> **Goal**: Rewrite the stretch of items below, from the very start through the line containing "x=1024 y=124", as a numbered list, leaving out any blank lines.

> **The data**:

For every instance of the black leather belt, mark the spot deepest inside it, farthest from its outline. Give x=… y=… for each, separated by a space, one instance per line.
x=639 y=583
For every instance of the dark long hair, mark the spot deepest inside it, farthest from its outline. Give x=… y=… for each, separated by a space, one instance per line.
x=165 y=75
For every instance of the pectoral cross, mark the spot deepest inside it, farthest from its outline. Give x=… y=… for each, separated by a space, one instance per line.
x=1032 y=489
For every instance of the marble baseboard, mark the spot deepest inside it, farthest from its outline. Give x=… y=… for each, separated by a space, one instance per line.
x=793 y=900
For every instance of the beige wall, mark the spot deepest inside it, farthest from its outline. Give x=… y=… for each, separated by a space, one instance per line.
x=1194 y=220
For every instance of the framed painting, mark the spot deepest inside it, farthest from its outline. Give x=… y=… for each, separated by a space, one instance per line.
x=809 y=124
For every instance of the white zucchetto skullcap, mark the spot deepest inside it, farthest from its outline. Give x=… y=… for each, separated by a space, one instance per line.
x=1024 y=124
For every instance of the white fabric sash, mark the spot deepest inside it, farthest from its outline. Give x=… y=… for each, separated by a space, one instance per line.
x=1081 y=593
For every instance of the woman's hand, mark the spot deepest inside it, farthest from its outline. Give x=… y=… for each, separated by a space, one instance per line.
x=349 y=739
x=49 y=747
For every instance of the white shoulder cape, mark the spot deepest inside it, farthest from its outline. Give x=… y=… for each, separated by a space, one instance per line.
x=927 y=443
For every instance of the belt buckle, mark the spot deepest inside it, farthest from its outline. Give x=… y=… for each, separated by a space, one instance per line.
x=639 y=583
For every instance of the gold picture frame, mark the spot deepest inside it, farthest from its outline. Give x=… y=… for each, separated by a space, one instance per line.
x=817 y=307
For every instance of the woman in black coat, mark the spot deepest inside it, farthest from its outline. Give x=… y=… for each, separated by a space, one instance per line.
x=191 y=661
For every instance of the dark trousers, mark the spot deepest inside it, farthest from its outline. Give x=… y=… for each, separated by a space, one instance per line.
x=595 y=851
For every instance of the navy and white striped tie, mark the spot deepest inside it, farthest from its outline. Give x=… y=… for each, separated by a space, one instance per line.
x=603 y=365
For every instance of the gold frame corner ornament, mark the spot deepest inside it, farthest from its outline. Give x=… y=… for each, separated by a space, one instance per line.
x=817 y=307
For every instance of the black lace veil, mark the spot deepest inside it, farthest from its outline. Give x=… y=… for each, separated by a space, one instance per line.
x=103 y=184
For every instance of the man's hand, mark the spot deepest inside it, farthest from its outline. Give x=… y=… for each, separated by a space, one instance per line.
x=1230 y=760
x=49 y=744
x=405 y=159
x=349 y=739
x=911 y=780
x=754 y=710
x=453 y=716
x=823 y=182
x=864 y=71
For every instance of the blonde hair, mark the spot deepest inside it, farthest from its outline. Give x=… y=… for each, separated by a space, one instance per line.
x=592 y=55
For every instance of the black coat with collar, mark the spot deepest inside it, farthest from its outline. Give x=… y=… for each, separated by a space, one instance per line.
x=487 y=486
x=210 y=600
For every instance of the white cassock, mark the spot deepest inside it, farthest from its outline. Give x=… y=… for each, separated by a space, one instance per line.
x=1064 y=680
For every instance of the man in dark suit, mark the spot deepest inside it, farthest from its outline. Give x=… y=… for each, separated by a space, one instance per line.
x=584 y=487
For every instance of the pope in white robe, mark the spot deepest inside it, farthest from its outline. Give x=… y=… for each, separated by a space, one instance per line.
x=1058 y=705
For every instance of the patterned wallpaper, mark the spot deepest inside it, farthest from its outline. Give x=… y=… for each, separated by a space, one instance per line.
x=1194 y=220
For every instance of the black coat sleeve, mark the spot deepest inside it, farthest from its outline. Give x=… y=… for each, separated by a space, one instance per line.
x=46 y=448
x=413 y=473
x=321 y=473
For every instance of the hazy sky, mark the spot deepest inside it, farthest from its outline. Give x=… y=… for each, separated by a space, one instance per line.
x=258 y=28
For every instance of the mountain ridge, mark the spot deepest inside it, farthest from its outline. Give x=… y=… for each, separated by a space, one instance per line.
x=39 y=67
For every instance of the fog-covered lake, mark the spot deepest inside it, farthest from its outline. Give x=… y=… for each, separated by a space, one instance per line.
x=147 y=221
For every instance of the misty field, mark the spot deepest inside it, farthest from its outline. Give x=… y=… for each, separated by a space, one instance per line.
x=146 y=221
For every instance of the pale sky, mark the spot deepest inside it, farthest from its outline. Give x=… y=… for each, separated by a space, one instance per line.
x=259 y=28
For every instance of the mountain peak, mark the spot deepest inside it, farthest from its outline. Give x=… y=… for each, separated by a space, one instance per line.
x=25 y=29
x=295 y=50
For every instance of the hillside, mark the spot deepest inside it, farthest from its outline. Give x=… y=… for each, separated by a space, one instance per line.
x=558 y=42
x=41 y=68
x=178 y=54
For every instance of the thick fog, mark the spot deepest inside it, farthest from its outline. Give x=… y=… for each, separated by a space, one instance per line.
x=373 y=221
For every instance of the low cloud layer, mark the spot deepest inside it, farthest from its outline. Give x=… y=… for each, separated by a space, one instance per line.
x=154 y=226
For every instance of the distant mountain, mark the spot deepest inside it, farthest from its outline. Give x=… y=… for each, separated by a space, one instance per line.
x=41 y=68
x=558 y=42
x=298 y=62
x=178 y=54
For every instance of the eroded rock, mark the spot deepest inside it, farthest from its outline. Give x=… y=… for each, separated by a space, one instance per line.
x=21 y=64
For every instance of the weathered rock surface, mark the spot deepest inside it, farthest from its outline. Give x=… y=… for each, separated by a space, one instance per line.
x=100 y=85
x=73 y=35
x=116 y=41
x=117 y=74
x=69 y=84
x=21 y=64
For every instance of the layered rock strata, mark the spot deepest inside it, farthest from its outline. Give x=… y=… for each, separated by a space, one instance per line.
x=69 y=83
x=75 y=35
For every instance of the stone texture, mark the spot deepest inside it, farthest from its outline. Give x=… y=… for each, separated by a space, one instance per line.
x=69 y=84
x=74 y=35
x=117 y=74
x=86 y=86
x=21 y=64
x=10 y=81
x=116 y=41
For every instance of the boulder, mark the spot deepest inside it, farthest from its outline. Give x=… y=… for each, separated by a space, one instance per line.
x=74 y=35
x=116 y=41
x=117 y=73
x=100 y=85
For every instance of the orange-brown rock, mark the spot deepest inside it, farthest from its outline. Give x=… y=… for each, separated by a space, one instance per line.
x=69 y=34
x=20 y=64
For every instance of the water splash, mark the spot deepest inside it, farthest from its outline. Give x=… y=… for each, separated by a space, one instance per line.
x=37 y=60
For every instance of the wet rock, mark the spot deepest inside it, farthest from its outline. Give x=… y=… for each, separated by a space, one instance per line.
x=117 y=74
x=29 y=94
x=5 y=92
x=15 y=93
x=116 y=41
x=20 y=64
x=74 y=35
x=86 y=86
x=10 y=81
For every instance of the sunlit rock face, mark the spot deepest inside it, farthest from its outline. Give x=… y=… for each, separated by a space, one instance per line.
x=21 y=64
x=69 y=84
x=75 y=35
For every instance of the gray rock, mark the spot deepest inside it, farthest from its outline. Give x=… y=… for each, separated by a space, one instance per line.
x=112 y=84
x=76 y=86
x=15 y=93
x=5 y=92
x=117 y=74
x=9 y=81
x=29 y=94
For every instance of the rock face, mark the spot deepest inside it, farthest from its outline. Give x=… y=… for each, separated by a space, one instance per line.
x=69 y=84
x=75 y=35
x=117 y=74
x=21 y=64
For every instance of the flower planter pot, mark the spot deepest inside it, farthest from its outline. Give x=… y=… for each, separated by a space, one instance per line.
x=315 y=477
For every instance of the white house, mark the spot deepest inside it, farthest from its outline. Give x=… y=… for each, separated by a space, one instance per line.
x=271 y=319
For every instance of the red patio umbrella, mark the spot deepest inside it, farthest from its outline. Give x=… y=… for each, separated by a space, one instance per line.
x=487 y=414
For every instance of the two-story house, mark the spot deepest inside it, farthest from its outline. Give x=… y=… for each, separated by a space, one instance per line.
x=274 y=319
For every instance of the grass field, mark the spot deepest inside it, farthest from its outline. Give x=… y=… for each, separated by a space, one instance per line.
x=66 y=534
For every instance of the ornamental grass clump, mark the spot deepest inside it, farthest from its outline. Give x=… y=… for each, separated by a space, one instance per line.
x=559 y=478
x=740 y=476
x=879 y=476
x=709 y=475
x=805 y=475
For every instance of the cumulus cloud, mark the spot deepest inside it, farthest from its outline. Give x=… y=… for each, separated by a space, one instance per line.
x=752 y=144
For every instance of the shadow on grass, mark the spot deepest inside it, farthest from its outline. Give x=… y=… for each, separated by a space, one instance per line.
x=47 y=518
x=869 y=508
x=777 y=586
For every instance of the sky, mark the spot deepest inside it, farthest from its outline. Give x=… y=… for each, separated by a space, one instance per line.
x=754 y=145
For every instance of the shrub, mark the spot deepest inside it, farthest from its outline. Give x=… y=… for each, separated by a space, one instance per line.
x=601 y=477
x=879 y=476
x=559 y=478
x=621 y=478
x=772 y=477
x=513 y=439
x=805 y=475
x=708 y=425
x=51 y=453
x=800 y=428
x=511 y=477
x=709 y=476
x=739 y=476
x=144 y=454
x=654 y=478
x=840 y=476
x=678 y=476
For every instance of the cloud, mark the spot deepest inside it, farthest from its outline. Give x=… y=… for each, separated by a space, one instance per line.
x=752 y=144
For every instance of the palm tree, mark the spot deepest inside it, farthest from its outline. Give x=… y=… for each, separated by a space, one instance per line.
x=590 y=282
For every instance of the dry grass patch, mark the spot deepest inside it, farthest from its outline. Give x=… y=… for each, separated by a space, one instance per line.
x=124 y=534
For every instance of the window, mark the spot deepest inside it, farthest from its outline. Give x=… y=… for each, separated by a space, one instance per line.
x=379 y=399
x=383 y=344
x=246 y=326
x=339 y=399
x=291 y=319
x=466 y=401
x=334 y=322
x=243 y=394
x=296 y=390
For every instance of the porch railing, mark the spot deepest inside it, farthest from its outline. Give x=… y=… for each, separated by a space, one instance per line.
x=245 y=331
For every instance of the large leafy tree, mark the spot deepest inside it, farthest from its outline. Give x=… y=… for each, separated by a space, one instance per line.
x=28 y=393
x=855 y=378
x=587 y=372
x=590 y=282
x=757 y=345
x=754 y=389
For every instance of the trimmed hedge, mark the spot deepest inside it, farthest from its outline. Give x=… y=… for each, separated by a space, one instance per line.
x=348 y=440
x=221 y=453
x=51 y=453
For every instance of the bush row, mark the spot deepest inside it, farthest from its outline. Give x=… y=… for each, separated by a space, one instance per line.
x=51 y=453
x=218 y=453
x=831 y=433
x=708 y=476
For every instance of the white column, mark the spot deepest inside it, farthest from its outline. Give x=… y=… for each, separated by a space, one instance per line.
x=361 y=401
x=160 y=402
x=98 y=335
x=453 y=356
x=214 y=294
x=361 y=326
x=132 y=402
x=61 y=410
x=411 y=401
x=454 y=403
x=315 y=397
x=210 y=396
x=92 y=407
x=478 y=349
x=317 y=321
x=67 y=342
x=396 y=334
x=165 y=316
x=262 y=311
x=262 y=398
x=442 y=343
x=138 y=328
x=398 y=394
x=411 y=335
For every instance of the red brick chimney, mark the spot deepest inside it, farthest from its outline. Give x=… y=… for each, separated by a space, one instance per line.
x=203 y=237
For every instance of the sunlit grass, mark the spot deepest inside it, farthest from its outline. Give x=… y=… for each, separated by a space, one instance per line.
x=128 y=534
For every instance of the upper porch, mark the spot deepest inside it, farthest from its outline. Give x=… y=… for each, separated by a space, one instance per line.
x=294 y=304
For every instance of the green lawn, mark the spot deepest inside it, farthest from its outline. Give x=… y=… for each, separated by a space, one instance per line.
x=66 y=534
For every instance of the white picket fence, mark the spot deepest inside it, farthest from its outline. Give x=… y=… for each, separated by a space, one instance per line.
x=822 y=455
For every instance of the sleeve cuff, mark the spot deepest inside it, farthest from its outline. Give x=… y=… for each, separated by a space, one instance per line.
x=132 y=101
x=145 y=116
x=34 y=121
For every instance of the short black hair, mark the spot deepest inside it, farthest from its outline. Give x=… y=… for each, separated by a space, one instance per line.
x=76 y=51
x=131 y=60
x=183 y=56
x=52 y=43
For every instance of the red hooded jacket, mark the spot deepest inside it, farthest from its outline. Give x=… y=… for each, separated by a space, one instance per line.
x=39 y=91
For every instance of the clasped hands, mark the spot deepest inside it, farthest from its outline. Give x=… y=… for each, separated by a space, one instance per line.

> **Task solution**:
1. For every instance of the black leather belt, mark the spot deepest inside it, farthest from its outline. Give x=… y=… for each, separated by a space, one instance per line.
2. x=639 y=583
3. For every instance of the dark long hair, mark the spot deepest inside it, farthest from its outline. Give x=… y=… for each, separated by a space, one instance per line.
4. x=165 y=75
5. For every instance of the pectoral cross, mark the spot deepest inside it, farthest from its outline. Give x=… y=… for each, separated by a space, one instance per line.
6. x=1032 y=489
7. For every instance of the marble baseboard, mark the spot deepest inside it, farthest from its outline. Give x=… y=… for each, separated by a space, one instance per line.
8. x=793 y=900
9. For every instance of the beige wall, mark the spot deepest inside it, farthest from its outline. Give x=… y=… for each, separated by a space, one instance per line.
10. x=1194 y=220
11. For every instance of the framed painting, mark the spot deepest inside it, farthest from its outline. Give x=… y=… for each, separated by a space, one instance per line.
12. x=809 y=124
13. For every instance of the white zucchetto skullcap, mark the spot deepest inside it, farthest from its outline. Give x=… y=… for each, separated by a space, one instance per line.
14. x=1024 y=124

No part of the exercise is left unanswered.